TAREA
Entrega como CSV de dos columnas, "texto" y "respuesta", solo la parte de los registros que empieza en la línea que contiene "point: split log" y sigue hasta el final. Pon una fila por registro, con cada campo entre comillas y los saltos de línea cambiados por espacios.

.....

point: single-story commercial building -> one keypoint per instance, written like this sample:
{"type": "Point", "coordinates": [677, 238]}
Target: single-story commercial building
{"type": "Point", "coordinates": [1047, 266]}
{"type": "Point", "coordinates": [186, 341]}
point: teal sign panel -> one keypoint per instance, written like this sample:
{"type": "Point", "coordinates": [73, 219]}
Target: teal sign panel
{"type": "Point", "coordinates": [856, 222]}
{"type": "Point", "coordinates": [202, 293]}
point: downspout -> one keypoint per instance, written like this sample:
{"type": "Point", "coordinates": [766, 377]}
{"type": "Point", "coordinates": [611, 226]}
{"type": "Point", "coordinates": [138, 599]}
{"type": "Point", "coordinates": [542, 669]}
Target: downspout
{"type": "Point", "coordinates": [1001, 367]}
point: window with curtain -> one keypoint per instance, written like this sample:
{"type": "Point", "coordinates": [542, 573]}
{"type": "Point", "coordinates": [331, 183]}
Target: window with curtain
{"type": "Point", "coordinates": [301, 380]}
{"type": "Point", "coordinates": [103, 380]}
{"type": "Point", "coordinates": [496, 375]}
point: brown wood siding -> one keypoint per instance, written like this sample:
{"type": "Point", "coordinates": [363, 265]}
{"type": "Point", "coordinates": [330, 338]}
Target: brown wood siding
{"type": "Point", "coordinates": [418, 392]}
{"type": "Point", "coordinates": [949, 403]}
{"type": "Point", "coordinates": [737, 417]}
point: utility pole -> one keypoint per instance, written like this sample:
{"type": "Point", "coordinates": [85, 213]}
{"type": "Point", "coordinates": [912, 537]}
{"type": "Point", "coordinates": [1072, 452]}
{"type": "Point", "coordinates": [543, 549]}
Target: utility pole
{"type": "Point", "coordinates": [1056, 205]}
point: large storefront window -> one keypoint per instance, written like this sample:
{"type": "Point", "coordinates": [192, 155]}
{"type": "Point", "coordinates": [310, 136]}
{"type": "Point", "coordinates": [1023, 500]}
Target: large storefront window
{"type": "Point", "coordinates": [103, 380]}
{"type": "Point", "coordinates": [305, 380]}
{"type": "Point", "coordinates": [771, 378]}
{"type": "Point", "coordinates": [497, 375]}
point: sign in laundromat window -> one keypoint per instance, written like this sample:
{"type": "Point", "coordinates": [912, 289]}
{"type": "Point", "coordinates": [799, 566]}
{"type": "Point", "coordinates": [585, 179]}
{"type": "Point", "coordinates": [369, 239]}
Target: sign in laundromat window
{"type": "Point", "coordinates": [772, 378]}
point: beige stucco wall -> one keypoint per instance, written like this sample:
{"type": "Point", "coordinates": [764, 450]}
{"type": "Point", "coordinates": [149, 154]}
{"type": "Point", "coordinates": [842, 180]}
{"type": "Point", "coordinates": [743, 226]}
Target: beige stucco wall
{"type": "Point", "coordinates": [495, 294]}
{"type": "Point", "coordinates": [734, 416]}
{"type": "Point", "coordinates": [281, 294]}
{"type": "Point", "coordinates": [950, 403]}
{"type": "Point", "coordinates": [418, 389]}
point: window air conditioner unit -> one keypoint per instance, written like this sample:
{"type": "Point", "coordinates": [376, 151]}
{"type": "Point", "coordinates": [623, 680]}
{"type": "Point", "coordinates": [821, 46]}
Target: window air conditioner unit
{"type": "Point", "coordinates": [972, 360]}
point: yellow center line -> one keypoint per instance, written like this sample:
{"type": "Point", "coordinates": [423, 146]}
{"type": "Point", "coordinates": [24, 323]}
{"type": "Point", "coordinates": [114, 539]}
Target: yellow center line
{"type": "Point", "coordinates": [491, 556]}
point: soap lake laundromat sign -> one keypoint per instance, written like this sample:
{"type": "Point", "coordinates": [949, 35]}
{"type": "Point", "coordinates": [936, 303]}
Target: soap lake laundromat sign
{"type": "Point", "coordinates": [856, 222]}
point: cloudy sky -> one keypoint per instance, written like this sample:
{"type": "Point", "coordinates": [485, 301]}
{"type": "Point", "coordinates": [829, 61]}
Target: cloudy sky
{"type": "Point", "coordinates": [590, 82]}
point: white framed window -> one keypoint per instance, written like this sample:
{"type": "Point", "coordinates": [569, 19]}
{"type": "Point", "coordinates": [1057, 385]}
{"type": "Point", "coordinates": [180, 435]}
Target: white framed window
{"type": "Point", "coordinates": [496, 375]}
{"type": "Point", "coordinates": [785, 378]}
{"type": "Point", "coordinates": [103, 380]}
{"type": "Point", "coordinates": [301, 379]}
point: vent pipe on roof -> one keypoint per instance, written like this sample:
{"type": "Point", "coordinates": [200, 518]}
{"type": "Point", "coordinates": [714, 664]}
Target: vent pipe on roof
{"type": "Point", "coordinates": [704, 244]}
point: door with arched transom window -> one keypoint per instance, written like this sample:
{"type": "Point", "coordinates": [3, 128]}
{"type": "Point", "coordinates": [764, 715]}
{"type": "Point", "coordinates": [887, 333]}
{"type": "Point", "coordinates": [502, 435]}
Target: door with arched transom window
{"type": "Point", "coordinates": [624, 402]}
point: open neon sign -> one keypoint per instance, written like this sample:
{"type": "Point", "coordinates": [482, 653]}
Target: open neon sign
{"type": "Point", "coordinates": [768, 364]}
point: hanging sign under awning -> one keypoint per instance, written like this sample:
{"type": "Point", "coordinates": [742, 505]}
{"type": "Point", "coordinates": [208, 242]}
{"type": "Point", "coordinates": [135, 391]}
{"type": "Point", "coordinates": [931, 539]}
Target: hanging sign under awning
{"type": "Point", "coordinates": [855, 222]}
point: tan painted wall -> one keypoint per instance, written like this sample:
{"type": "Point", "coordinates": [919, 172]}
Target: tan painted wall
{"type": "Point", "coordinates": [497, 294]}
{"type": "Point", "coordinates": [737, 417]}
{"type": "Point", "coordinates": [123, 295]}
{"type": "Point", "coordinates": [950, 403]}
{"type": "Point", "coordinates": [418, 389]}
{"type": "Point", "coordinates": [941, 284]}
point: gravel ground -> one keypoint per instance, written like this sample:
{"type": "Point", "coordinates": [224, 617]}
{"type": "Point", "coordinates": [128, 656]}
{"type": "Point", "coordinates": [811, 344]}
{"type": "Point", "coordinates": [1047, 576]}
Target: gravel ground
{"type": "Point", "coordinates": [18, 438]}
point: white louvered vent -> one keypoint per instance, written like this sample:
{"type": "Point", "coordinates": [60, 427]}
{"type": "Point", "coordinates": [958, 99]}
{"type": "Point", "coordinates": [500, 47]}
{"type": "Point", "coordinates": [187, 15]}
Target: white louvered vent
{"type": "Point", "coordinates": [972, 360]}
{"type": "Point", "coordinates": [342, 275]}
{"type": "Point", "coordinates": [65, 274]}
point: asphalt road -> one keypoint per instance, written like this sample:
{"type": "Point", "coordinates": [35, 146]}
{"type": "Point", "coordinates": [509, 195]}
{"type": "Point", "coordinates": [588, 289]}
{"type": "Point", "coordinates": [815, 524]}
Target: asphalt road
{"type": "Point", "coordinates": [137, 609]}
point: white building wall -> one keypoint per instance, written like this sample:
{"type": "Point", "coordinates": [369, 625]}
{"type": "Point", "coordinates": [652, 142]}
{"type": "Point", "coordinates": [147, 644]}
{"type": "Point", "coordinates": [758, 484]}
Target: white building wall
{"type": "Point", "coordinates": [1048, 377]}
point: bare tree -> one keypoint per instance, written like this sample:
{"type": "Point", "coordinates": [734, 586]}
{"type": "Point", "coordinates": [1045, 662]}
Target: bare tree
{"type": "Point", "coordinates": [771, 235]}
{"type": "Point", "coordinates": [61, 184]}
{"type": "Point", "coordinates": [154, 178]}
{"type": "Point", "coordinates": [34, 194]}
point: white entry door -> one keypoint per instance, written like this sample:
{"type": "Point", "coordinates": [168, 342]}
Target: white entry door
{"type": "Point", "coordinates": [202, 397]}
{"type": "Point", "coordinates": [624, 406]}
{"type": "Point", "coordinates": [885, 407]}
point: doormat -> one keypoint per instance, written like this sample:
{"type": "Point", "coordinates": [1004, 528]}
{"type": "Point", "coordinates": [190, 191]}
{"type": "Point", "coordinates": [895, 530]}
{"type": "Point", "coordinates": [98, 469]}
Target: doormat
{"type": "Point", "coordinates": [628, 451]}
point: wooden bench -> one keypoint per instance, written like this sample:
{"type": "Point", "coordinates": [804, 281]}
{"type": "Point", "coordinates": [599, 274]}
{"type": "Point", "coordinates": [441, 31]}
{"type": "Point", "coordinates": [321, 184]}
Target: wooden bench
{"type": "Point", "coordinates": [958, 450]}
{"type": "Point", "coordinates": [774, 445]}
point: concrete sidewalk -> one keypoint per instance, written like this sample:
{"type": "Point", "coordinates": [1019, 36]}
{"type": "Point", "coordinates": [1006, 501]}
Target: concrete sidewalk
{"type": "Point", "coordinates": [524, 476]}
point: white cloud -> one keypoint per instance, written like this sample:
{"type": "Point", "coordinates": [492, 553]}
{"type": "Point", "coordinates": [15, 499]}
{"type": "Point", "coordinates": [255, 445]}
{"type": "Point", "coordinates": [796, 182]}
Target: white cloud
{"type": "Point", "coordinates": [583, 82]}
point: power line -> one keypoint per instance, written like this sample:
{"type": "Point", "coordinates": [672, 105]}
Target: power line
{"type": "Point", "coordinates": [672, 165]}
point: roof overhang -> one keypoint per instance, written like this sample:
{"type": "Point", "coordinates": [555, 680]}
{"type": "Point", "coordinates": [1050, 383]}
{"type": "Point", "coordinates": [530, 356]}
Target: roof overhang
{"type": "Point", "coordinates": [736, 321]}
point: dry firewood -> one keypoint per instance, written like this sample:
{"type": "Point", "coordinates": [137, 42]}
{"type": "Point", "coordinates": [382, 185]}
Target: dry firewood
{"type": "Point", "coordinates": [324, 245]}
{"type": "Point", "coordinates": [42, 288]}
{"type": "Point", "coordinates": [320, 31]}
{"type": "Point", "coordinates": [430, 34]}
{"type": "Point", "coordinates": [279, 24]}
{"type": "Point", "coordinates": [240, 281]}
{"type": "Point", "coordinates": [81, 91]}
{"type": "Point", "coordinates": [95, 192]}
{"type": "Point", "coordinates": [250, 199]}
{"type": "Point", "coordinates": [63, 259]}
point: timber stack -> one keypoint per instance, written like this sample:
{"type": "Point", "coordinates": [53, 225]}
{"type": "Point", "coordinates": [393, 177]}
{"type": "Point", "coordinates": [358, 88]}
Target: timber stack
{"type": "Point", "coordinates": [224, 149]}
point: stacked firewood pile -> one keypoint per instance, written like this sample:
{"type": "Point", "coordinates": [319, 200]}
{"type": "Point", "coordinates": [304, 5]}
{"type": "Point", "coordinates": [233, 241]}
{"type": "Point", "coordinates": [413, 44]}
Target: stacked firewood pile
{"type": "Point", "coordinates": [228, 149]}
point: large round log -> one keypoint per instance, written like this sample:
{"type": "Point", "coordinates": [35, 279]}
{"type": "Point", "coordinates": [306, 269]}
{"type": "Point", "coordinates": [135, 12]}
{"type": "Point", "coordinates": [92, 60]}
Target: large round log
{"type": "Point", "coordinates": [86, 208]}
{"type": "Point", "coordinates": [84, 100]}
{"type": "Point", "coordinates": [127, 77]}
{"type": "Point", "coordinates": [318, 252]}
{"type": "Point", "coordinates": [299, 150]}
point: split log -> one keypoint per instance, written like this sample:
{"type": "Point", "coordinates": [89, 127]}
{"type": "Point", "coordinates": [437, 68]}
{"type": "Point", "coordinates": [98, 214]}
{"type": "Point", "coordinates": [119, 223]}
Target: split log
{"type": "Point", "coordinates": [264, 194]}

.....

RESPUESTA
texto,respuesta
"point: split log -> one keypoint per instance, written like this sample: {""type"": ""Point"", ""coordinates"": [89, 127]} {""type"": ""Point"", ""coordinates"": [437, 68]} {""type"": ""Point"", ""coordinates"": [98, 214]} {""type"": ""Point"", ""coordinates"": [119, 223]} Target: split log","{""type"": ""Point"", ""coordinates"": [264, 194]}"